**EXERCISE DIRECTIONS:**
Return an exact transcript of the material below from the line containing "the green grass" through its final line, and no other lines.
================================
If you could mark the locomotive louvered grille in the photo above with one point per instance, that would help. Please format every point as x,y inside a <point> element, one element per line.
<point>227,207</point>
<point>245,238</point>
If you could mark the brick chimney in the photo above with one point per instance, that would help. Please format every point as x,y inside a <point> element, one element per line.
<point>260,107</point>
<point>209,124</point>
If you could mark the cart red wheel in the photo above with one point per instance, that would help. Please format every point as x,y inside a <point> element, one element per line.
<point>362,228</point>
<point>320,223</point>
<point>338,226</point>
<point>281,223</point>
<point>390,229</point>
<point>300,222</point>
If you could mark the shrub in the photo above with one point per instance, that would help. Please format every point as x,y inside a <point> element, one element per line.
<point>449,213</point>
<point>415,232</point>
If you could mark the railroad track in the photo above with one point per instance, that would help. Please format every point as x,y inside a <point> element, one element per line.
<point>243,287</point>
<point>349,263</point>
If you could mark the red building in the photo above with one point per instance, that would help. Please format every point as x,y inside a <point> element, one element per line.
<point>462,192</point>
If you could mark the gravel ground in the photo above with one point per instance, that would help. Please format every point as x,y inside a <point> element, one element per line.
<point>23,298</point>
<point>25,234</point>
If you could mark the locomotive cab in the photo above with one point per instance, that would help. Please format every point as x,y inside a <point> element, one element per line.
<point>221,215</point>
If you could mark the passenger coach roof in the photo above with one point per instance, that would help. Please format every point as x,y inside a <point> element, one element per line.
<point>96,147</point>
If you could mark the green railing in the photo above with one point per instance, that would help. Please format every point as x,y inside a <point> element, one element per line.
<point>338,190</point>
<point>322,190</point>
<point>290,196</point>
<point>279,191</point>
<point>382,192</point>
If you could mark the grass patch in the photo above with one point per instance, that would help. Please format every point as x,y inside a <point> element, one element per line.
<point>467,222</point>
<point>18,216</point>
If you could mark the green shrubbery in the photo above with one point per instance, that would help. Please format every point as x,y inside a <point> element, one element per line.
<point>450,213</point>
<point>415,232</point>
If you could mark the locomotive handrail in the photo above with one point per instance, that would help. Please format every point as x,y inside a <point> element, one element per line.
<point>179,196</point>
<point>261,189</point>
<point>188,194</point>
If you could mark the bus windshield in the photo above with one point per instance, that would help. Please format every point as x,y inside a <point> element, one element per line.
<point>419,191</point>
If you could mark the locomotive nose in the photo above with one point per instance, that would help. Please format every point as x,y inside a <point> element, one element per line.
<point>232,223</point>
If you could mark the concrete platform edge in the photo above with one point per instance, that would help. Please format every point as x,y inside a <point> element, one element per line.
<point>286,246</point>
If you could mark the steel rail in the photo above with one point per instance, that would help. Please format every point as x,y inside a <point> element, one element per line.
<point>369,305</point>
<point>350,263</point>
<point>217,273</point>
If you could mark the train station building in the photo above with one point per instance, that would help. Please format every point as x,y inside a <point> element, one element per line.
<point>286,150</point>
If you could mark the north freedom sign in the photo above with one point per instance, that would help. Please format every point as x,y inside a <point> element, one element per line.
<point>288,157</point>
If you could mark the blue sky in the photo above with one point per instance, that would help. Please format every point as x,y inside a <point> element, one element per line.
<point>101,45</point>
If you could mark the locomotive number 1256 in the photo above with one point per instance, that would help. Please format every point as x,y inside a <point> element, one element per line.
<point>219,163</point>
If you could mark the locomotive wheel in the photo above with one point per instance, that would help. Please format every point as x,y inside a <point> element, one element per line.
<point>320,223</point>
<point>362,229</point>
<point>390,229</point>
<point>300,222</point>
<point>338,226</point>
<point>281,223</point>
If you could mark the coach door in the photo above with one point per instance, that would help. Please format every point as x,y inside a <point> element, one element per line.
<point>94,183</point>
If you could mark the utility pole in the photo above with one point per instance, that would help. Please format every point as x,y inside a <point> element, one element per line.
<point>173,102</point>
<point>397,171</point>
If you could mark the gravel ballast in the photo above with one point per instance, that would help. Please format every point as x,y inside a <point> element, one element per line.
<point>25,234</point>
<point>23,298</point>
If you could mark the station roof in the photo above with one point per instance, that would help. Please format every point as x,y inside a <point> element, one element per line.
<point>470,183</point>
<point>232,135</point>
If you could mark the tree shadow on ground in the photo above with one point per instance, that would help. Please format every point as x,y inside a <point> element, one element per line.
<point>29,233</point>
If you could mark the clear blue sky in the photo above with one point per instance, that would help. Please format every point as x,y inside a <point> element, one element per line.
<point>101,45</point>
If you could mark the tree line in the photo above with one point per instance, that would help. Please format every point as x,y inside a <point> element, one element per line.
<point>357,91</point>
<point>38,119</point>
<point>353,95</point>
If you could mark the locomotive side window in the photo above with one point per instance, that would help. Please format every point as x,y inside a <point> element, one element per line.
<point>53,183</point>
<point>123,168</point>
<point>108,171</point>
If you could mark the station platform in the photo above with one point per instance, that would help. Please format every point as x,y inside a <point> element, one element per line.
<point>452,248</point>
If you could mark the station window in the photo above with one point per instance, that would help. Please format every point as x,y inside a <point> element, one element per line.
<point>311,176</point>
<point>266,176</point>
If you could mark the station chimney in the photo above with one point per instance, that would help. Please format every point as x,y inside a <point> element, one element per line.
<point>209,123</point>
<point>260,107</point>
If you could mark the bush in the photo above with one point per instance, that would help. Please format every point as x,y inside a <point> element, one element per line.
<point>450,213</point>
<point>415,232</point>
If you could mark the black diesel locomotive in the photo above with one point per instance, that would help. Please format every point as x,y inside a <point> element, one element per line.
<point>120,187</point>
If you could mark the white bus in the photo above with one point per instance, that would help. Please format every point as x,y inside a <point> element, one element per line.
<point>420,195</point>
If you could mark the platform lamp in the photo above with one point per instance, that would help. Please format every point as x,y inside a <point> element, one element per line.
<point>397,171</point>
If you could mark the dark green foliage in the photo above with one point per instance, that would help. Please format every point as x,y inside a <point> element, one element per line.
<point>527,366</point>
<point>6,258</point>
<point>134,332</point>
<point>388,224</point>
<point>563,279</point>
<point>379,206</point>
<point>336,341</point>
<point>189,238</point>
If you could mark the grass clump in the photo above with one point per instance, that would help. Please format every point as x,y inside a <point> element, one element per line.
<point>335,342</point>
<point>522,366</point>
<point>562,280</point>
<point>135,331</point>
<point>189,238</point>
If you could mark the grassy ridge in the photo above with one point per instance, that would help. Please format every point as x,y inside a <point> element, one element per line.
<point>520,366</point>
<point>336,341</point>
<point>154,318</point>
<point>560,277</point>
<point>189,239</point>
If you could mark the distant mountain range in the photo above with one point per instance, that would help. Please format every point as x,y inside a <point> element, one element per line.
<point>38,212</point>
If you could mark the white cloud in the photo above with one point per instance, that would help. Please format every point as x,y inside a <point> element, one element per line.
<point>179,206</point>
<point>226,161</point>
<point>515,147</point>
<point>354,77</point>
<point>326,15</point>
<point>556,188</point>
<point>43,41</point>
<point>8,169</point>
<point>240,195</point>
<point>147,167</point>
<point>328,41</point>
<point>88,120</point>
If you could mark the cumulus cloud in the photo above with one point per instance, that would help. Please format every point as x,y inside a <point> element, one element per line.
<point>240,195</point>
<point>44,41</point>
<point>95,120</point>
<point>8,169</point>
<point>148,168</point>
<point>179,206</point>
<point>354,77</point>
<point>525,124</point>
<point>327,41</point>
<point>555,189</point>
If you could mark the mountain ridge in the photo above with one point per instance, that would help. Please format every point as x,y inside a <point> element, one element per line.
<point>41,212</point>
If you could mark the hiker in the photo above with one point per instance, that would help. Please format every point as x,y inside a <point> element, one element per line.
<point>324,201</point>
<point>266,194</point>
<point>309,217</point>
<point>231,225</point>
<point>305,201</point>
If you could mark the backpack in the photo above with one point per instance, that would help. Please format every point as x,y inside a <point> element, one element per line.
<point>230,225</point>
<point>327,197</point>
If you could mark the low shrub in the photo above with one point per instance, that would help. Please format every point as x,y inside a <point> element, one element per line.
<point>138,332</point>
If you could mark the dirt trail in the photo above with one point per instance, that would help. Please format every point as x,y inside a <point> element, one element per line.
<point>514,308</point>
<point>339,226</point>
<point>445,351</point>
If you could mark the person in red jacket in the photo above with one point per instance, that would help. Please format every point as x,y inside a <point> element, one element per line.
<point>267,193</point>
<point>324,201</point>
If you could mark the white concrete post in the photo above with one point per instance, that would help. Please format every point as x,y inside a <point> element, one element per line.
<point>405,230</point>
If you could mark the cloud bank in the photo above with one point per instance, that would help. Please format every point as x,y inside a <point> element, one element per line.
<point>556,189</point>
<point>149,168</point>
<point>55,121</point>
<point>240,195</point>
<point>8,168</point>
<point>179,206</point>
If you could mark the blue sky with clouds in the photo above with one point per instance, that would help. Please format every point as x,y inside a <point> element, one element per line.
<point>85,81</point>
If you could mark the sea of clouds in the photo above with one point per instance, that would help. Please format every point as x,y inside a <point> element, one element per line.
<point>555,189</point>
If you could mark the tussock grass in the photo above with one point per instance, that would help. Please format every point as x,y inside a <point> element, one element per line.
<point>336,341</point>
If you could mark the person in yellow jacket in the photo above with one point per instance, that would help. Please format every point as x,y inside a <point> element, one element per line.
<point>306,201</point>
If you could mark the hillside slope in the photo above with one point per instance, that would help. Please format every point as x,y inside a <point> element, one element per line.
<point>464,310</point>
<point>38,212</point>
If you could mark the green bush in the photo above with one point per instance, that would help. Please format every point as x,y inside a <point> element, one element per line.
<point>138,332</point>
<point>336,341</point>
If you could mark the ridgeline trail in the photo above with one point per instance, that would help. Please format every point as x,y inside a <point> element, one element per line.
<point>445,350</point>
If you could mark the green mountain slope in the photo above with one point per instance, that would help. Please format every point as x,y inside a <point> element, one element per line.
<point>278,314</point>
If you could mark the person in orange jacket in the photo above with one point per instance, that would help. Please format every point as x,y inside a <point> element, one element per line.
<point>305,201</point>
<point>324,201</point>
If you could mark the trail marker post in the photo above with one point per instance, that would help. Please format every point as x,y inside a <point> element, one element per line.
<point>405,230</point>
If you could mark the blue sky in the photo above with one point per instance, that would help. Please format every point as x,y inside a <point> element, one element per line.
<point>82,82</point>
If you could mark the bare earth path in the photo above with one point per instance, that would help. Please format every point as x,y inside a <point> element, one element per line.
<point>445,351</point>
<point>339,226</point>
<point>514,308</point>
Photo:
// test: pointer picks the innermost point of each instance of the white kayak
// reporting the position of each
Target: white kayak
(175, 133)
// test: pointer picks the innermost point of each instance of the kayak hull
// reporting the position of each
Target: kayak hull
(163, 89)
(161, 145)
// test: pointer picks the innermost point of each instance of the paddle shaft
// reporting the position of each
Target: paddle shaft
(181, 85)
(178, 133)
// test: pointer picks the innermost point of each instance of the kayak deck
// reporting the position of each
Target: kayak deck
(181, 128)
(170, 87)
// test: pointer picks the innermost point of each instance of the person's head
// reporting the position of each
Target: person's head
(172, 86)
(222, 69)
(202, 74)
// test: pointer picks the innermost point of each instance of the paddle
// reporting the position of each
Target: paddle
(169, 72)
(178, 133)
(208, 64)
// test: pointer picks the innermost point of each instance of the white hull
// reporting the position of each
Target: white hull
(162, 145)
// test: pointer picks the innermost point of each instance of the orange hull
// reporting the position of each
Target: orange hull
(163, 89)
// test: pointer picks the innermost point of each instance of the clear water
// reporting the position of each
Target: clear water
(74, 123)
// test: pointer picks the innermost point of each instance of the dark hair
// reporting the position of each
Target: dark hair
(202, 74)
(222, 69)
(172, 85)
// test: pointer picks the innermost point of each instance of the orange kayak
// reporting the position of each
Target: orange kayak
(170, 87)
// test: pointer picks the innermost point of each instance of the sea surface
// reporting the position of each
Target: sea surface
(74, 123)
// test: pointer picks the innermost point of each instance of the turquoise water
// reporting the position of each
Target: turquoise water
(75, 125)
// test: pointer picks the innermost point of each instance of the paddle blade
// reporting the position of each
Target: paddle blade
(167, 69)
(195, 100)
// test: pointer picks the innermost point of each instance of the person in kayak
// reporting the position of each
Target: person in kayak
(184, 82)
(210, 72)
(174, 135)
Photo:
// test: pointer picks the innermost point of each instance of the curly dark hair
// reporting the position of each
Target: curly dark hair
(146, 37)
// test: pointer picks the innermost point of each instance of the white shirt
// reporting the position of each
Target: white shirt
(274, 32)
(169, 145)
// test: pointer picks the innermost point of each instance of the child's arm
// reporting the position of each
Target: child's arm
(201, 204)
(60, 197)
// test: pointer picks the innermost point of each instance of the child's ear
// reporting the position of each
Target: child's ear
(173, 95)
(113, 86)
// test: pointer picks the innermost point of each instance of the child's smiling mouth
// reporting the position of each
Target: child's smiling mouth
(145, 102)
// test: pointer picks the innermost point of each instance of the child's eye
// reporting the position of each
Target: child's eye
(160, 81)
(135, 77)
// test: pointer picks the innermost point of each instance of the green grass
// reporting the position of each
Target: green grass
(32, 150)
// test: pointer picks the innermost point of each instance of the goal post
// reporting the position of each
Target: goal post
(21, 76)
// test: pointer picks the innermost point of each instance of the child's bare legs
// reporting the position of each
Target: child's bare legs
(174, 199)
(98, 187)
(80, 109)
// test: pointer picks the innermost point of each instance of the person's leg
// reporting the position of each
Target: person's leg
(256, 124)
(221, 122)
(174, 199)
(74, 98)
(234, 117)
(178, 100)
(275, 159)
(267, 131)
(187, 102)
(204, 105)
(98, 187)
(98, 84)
================================
**ANSWER SECTION:**
// test: pointer picks the innermost point of each instance of the green grass
// reporting the position of each
Target: green grass
(32, 150)
// test: pointer picks the innermost point of each instance of the goal post
// reporting the position of each
Target: goal post
(21, 76)
// test: pointer picks the innermost point of each instance of the child's bare legs
// reporting the position of each
Target: child's bare legs
(174, 199)
(98, 187)
(80, 109)
// test: pointer picks the innermost point of each instance of the person's leg
// reporting the position of each
Target: person's leg
(256, 124)
(221, 122)
(174, 199)
(74, 98)
(234, 117)
(178, 100)
(275, 159)
(267, 131)
(187, 102)
(204, 105)
(98, 187)
(98, 84)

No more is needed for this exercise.